**Stored data entries**
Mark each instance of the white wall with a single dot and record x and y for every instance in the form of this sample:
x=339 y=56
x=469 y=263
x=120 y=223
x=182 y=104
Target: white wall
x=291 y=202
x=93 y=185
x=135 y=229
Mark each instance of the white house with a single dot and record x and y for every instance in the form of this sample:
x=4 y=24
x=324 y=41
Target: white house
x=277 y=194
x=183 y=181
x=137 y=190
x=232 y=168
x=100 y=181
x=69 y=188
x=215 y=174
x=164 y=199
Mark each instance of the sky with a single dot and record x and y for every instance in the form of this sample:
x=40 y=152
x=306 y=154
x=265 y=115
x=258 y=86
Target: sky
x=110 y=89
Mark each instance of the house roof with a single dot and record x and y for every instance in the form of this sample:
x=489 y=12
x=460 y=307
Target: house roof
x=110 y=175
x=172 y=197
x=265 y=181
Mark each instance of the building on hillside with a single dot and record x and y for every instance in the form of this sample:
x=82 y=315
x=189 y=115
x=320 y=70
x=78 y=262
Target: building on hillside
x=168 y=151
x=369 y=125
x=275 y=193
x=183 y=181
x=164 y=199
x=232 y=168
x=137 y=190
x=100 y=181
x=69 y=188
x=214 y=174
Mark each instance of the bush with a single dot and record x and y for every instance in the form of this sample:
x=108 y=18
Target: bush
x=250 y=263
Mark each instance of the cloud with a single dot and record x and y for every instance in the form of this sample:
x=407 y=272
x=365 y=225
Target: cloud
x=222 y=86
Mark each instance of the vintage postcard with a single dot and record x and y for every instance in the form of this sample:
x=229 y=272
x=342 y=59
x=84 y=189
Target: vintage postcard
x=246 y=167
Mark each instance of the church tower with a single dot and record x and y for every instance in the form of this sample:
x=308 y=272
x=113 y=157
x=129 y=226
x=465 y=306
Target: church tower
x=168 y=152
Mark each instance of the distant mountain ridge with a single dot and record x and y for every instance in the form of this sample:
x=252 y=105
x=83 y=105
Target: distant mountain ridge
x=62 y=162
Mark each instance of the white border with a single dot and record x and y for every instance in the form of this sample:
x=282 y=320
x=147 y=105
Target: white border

**THE TASK**
Return the lines above that include the string "every".

**TASK SOLUTION**
Mark each instance of the white wall with a single dot and record x and y for every instance in the form of this sample:
Mark each instance of the white house with a single dot and record x and y for every instance in the form of this sample:
Mark each instance of the sky with a single dot and record x and y for every instance in the form of this sample:
Mark each instance of the house roof with a single dot and record x and y for every instance in the form of this sample:
Mark each instance of the building on hillside with a single dot and record x and y for every instance in the form of this sample:
Mark each instance of the bush with a single dot and record x and y for every instance in the form of this sample:
Mark each instance of the cloud with a single dot and record x and y for every instance in the form of this sample:
Mark each instance of the vintage postcard with a single dot and record x and y for every instance in the form of this sample:
Mark each instance of the church tower with a single dot and record x and y for every instance in the form of this sample:
Mark each instance of the distant mountain ridge with a single dot and record x and y for every instance in the form of this sample:
Mark each instance of the white border with a single dot and record x and y for every instance in the form of this sample:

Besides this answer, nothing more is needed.